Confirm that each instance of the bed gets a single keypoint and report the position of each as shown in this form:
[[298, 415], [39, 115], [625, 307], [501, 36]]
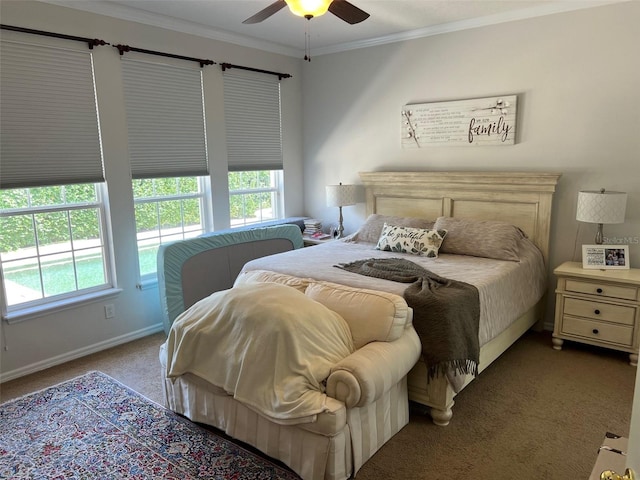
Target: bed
[[366, 412], [521, 199]]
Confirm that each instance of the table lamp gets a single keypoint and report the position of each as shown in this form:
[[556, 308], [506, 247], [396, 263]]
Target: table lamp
[[601, 207], [340, 196]]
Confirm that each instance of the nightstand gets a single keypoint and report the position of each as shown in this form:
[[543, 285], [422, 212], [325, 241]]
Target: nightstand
[[598, 307]]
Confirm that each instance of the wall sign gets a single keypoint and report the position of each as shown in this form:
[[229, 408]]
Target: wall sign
[[481, 121]]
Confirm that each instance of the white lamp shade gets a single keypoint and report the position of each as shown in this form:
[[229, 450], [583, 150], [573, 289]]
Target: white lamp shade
[[302, 8], [601, 207], [341, 195]]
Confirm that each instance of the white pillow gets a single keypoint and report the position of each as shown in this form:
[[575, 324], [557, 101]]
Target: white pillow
[[267, 276], [417, 241], [372, 315]]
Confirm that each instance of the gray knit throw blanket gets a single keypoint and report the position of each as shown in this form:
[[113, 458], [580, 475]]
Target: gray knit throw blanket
[[446, 313]]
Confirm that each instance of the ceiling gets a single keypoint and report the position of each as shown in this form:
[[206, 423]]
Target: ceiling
[[390, 20]]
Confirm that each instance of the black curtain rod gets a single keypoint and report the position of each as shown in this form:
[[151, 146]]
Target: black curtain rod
[[127, 48], [92, 42], [280, 76]]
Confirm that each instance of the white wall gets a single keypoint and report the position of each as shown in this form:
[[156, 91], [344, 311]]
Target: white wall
[[576, 75], [40, 342]]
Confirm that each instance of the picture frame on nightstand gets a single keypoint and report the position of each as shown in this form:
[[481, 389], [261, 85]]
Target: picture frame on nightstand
[[605, 257]]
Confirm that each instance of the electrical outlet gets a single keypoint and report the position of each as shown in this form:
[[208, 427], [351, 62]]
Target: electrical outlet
[[109, 311]]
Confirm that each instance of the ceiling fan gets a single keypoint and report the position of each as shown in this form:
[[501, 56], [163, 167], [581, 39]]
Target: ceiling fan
[[313, 8]]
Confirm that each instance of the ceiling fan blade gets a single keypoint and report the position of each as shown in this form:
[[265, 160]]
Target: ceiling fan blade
[[266, 12], [347, 12]]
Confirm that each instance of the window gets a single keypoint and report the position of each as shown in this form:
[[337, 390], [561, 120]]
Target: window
[[51, 243], [254, 146], [167, 209], [254, 196], [53, 231], [168, 153]]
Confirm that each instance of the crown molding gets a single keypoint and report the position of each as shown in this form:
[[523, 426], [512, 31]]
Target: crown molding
[[485, 21], [147, 18], [126, 13]]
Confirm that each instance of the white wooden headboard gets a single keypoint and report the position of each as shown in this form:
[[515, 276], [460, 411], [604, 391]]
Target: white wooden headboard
[[523, 199]]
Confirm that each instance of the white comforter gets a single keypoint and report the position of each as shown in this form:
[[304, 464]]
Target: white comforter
[[266, 344], [507, 289]]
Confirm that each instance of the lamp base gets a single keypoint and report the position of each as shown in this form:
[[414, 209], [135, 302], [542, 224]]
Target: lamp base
[[599, 235], [340, 229]]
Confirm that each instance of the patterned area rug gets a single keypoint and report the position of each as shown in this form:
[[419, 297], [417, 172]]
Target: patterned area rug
[[93, 427]]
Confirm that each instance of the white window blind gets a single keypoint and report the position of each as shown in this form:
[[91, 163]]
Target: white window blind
[[165, 120], [50, 133], [253, 121]]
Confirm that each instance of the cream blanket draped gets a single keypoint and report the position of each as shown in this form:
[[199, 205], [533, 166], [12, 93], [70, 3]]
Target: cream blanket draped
[[446, 314], [268, 345]]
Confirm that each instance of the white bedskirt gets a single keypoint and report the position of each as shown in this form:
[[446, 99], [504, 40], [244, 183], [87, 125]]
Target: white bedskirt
[[314, 451]]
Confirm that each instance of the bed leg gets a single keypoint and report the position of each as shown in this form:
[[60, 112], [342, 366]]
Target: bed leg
[[441, 417]]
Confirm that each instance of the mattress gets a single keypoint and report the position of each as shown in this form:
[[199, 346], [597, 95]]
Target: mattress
[[507, 289]]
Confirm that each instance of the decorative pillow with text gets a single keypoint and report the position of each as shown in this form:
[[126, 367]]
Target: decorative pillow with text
[[417, 241]]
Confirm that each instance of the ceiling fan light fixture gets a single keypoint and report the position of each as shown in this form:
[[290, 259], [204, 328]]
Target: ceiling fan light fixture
[[308, 8]]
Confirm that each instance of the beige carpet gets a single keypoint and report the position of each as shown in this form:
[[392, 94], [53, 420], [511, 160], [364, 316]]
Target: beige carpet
[[536, 413]]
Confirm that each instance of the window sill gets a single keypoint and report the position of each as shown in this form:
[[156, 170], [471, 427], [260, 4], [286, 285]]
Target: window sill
[[147, 283], [23, 314]]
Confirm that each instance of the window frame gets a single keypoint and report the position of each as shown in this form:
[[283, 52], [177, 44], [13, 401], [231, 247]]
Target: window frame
[[277, 176], [53, 303], [150, 279]]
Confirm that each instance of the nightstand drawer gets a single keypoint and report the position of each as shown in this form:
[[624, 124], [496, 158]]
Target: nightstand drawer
[[599, 311], [601, 289], [582, 327]]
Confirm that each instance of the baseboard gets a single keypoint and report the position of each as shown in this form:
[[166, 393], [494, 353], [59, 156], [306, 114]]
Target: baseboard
[[81, 352]]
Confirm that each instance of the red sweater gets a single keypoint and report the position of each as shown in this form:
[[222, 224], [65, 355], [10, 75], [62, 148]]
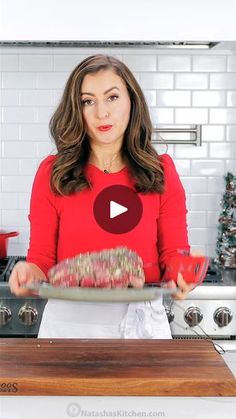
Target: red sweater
[[63, 226]]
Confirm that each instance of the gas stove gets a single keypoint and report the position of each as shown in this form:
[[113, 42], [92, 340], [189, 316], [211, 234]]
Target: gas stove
[[19, 317], [209, 311]]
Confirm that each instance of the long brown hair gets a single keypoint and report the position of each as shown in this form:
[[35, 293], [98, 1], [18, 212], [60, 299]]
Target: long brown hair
[[67, 129]]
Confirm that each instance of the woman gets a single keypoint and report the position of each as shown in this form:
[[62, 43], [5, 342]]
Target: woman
[[102, 132]]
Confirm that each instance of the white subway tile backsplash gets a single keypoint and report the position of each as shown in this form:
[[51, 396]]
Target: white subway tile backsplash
[[194, 184], [151, 97], [191, 116], [36, 62], [196, 219], [231, 99], [180, 88], [216, 184], [9, 97], [10, 217], [162, 115], [44, 114], [156, 81], [68, 62], [44, 149], [223, 116], [205, 202], [231, 133], [207, 167], [24, 200], [213, 133], [199, 249], [173, 98], [230, 166], [202, 235], [174, 63], [183, 167], [17, 149], [140, 62], [191, 81], [231, 63], [12, 184], [18, 115], [223, 81], [9, 62], [23, 235], [210, 250], [10, 166], [209, 99], [34, 132], [36, 97], [209, 63], [190, 150], [9, 200], [212, 218], [52, 80], [16, 80], [9, 132], [28, 166], [223, 150]]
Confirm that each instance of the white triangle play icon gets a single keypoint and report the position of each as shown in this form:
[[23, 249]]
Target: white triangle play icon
[[116, 209]]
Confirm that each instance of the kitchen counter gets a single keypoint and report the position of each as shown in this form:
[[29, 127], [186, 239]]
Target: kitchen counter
[[101, 367]]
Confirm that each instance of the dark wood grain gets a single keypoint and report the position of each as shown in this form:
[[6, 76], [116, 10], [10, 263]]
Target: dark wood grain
[[113, 368]]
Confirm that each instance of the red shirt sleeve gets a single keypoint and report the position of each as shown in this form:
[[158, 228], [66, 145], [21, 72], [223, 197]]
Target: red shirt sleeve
[[172, 226], [43, 219]]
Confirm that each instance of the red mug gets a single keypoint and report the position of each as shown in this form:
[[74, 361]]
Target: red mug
[[3, 242]]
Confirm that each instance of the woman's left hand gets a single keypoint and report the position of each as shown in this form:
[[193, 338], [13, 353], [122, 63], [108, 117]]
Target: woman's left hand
[[183, 287]]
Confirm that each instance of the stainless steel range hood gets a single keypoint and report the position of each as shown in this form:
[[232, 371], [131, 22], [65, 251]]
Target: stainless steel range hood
[[114, 44]]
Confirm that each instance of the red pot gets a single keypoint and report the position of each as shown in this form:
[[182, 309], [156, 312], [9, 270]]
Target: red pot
[[3, 242]]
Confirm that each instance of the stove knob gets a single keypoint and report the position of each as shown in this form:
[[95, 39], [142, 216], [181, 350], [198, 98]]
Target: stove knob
[[28, 315], [193, 316], [223, 316], [170, 315], [5, 315]]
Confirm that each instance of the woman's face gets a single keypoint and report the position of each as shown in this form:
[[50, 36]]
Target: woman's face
[[106, 107]]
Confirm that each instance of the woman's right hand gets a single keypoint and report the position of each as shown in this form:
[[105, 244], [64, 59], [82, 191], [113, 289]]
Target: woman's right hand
[[22, 274]]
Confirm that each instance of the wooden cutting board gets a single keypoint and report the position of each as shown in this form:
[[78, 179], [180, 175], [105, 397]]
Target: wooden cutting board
[[105, 367]]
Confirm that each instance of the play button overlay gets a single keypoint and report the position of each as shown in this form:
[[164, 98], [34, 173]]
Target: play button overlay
[[117, 209]]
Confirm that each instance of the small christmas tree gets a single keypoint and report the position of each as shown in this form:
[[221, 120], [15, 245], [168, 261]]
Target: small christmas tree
[[226, 241]]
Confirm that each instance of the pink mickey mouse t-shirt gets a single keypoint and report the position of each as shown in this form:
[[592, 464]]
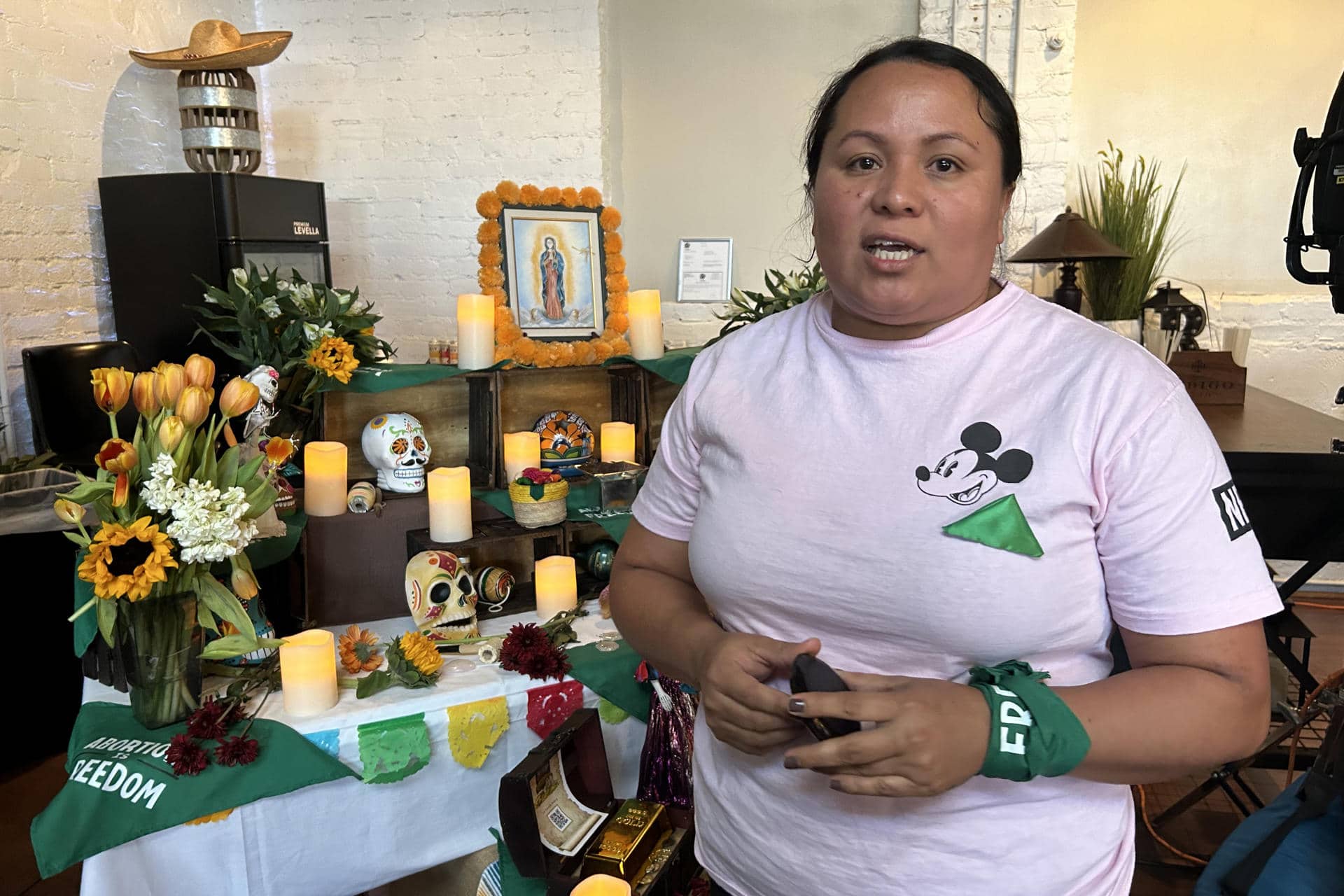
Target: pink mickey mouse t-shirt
[[1002, 488]]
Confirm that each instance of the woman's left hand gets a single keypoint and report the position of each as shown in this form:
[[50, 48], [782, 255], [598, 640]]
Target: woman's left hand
[[930, 735]]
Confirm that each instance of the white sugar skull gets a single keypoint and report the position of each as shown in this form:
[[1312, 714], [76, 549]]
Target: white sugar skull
[[396, 447], [441, 597]]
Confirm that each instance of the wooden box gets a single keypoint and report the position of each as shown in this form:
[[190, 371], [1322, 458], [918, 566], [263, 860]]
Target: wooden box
[[1211, 378], [514, 400], [577, 754]]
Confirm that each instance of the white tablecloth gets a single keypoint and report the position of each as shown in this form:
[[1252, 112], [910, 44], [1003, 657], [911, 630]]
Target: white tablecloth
[[346, 836]]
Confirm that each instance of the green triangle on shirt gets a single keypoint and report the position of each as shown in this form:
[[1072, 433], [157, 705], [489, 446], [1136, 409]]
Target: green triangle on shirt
[[1000, 526]]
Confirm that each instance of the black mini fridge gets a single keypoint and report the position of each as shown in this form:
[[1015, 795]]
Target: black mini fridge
[[166, 230]]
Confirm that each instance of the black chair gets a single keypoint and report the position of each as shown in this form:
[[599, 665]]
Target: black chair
[[65, 419]]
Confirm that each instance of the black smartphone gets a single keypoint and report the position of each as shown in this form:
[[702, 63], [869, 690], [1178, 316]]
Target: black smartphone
[[815, 676]]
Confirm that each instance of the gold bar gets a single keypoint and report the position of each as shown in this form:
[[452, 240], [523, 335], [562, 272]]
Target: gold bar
[[626, 840]]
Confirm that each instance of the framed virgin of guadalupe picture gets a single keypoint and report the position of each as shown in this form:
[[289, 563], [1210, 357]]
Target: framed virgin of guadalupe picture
[[554, 272]]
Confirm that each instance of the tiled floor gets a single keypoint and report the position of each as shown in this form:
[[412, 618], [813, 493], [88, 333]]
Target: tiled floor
[[1159, 874]]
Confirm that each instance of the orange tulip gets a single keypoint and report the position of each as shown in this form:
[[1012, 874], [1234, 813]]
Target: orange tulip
[[244, 582], [171, 381], [143, 391], [201, 371], [171, 433], [120, 457], [238, 397], [111, 387], [194, 406]]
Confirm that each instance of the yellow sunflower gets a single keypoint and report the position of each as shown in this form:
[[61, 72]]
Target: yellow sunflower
[[420, 653], [334, 356], [127, 561]]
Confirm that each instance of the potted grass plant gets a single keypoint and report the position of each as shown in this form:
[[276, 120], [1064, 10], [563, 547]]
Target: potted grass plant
[[1132, 210]]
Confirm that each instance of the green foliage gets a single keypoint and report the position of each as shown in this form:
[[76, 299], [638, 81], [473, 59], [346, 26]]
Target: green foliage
[[262, 318], [785, 290], [1130, 211]]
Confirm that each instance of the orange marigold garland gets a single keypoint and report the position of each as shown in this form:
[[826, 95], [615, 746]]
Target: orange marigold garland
[[510, 343]]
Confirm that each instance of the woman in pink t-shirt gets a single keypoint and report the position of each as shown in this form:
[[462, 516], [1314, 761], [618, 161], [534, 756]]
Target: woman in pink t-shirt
[[921, 472]]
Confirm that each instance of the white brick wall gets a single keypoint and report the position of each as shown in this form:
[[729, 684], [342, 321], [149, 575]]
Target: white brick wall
[[73, 108], [407, 111]]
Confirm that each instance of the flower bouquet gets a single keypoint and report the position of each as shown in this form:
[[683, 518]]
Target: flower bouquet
[[309, 332], [172, 511]]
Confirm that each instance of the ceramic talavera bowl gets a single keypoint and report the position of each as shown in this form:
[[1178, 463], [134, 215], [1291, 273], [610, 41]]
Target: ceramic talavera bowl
[[566, 440]]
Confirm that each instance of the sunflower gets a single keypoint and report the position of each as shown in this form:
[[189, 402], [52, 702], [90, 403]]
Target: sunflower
[[420, 653], [335, 358], [127, 561], [358, 650]]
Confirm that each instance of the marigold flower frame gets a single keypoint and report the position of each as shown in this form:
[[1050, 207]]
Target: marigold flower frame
[[610, 286]]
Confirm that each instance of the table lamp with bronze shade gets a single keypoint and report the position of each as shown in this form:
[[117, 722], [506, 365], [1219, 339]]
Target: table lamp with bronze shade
[[1069, 239]]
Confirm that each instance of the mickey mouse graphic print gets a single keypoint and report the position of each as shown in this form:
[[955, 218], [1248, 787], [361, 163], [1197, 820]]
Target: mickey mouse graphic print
[[1012, 485]]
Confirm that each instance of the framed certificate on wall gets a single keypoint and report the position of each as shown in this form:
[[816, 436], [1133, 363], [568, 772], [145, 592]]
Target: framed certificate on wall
[[705, 270]]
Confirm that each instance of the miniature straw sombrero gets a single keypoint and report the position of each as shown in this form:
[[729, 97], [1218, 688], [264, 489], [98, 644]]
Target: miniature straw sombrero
[[217, 45]]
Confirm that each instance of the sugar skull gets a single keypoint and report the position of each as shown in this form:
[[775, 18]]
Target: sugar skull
[[396, 447], [441, 597]]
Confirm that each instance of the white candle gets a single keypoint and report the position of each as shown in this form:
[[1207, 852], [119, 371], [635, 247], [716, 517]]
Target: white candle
[[475, 332], [601, 886], [645, 324], [556, 586], [617, 442], [449, 504], [522, 450], [324, 479], [308, 672]]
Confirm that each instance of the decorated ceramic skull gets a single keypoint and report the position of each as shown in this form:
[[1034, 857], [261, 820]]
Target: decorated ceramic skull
[[441, 597], [396, 447], [267, 381]]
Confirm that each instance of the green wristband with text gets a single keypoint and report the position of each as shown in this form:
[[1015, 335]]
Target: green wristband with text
[[1031, 729]]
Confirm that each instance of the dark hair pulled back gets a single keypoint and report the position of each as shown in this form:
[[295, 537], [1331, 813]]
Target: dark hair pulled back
[[996, 108]]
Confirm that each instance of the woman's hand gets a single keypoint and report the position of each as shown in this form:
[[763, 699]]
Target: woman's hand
[[930, 735], [739, 710]]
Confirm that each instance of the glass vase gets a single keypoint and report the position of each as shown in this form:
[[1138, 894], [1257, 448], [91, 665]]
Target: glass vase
[[164, 641]]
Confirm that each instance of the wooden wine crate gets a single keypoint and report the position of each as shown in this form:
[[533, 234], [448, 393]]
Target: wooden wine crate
[[514, 400]]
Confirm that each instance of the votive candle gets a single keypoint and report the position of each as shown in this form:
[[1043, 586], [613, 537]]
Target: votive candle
[[324, 479], [556, 586], [522, 450], [645, 315], [617, 442], [601, 886], [475, 332], [308, 672], [449, 504]]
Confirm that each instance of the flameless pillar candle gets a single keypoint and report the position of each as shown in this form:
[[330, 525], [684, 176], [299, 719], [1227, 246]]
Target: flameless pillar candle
[[645, 324], [556, 586], [601, 886], [475, 332], [522, 450], [308, 672], [324, 479], [449, 504], [617, 442]]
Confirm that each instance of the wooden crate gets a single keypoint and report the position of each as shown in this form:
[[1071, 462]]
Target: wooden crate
[[441, 406], [514, 400]]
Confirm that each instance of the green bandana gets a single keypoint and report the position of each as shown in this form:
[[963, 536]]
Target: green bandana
[[1000, 526], [1031, 729], [121, 788]]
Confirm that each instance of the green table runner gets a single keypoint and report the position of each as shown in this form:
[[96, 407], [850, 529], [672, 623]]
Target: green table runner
[[612, 675], [673, 365], [121, 788]]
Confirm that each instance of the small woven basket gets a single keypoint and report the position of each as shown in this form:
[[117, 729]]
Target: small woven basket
[[534, 514]]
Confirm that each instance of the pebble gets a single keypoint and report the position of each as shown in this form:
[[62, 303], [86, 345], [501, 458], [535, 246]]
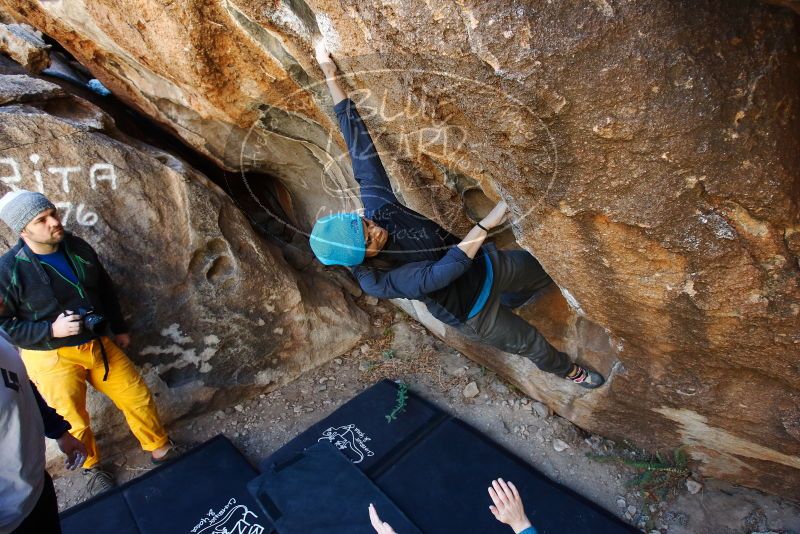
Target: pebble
[[471, 390], [499, 387], [693, 486], [540, 409]]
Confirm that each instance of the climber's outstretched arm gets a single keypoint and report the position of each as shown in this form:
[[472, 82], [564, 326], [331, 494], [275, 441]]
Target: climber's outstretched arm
[[375, 188]]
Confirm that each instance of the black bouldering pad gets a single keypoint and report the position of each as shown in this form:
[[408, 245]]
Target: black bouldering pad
[[202, 492], [434, 468], [321, 490]]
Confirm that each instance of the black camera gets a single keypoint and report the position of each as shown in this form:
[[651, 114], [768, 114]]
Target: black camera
[[93, 321]]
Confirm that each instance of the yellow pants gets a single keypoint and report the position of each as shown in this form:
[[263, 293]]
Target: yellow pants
[[61, 376]]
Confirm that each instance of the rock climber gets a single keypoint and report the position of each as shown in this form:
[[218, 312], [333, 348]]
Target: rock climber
[[395, 252], [60, 308]]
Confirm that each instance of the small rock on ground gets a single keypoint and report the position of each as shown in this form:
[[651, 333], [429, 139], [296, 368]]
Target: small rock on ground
[[471, 390]]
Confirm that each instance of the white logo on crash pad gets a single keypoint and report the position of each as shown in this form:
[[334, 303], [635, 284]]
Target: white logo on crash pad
[[350, 440], [230, 519]]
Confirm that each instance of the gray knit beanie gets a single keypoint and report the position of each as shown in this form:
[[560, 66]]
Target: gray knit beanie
[[18, 208]]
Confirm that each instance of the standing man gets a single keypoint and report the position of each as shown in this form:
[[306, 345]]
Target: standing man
[[60, 308], [395, 252], [27, 497]]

WORK TO DO
Scale the lines from the line with "Confirm that each instance of the green foliage" to the line with "[[921, 472]]", both included, and write them all out again with the requests. In the answers, multiply every point coordinate by 1.15 and round to whole numbers with halves going up; leave the numbers in the requests and their sample formats unchanged.

COMPLETE OUTPUT
Confirm that each instance of the green foliage gets a single keypoint and report the position of each as shown in this form:
[[76, 299], [638, 81], [473, 59], [346, 26]]
Target: green foliage
[[301, 366], [903, 334], [1300, 243]]
Confirm that each instance of the orange marigold garland gets a single keypoint and report the position of each as shown in this form:
[[826, 95], [615, 746]]
Target: orange marigold garland
[[587, 394]]
Confirm that each instance of the woman in pink t-shirt gets a single keypoint and report the position of each as shown in this form:
[[462, 516], [1314, 761], [618, 161], [534, 756]]
Target: woman in pink t-shirt
[[1059, 543]]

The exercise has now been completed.